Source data
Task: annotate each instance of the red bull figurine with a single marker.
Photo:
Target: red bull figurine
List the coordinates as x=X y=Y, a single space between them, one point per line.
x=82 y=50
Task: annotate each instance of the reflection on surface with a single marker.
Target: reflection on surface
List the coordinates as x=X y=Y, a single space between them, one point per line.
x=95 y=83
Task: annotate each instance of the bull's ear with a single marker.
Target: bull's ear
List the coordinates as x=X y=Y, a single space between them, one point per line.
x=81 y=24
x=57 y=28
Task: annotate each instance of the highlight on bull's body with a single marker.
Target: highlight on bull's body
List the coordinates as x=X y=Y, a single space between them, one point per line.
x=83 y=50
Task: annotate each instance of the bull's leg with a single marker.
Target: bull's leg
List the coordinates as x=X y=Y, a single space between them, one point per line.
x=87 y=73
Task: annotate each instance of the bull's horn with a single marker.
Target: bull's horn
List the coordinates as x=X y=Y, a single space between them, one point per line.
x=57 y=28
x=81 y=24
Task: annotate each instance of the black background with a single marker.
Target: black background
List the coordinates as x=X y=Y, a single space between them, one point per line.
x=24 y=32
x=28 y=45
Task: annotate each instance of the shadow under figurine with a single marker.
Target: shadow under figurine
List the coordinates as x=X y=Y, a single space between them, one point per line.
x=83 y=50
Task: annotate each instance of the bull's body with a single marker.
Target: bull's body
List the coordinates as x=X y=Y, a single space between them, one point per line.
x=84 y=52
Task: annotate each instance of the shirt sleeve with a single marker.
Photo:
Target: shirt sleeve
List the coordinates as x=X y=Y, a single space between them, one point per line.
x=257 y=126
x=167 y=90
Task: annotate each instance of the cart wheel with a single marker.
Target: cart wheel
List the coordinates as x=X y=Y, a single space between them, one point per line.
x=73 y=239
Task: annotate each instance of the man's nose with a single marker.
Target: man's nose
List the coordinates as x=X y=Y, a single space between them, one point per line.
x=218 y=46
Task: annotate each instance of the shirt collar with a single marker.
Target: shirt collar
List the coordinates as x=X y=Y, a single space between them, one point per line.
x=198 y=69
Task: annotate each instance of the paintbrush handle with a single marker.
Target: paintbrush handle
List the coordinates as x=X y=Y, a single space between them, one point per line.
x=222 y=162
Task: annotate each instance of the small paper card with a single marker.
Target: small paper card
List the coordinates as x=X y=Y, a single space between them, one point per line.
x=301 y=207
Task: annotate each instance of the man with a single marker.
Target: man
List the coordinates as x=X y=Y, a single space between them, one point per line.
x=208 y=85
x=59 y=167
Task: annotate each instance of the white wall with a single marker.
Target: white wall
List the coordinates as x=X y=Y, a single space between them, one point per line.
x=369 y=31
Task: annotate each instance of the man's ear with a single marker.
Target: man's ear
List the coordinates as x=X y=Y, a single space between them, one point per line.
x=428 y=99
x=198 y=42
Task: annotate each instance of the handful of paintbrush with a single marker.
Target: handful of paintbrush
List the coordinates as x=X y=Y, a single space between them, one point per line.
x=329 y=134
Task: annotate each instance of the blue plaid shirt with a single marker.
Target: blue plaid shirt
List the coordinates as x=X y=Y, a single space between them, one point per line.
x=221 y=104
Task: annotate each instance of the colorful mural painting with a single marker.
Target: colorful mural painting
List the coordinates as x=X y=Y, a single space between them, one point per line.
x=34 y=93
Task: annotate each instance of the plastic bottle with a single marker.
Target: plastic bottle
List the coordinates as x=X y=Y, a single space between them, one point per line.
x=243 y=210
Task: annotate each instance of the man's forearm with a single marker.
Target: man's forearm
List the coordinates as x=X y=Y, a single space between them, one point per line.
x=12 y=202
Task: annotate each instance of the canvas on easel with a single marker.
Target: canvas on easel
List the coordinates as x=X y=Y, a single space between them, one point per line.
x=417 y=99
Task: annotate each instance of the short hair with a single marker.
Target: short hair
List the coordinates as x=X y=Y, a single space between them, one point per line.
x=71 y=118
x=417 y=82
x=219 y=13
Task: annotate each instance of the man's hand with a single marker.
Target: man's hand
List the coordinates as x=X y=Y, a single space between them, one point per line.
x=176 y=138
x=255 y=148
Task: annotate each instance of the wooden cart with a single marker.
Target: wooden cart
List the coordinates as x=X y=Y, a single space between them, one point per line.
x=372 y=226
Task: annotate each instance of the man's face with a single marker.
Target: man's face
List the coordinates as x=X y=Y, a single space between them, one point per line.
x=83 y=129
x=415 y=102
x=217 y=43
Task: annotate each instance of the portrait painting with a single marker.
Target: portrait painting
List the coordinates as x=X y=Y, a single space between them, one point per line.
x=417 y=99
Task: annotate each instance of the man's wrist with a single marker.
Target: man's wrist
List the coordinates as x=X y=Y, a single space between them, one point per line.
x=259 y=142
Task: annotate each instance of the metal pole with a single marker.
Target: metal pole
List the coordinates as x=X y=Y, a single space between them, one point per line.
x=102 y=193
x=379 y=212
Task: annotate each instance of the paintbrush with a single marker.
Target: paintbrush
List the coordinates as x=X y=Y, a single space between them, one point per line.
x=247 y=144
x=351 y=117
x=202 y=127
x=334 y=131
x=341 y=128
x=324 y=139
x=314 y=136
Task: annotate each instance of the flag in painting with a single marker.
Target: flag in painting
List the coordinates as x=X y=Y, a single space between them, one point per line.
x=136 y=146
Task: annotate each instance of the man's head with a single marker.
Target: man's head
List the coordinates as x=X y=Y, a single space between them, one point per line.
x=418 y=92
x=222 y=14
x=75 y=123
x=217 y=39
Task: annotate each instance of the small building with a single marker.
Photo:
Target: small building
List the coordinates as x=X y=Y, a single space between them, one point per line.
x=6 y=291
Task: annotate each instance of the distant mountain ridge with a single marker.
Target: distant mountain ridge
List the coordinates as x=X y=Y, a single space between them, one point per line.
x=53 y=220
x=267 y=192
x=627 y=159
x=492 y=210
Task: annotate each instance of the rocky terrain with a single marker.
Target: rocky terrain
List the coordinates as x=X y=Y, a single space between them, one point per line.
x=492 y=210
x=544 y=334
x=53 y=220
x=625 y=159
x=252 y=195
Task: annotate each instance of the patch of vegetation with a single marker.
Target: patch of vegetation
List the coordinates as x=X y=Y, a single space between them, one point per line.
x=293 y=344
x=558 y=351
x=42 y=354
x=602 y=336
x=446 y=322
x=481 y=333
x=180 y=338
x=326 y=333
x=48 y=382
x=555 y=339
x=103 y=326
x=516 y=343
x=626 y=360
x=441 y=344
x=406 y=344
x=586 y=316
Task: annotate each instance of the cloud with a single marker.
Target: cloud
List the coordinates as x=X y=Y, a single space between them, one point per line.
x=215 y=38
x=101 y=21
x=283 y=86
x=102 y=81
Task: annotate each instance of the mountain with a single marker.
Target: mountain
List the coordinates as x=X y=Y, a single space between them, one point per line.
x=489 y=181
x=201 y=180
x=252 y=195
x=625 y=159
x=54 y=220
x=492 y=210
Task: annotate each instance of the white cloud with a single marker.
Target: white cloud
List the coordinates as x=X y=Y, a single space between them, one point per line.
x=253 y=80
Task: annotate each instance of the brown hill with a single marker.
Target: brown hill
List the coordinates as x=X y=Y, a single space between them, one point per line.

# To be done
Output the lines of the source data, unchanged, from the line containing "Task: annotate each instance of the metal" through the line containing "x=136 y=146", both included.

# Finished exercise
Task: annotate each instance of the metal pole with a single marker.
Target: metal pole
List the coordinates as x=X y=Y, a single space between them, one point per line.
x=102 y=193
x=379 y=212
Task: annotate each instance of the paintbrush with a single marker.
Target: paintbrush
List the coordinates as x=X y=Y, a single space between them, one point per line.
x=247 y=144
x=351 y=117
x=202 y=127
x=334 y=131
x=341 y=128
x=324 y=139
x=314 y=136
Task: annotate each instance of the flag in painting with a single marker.
Target: flag in painting
List the coordinates as x=X y=Y, a single space between them, one point per line.
x=136 y=146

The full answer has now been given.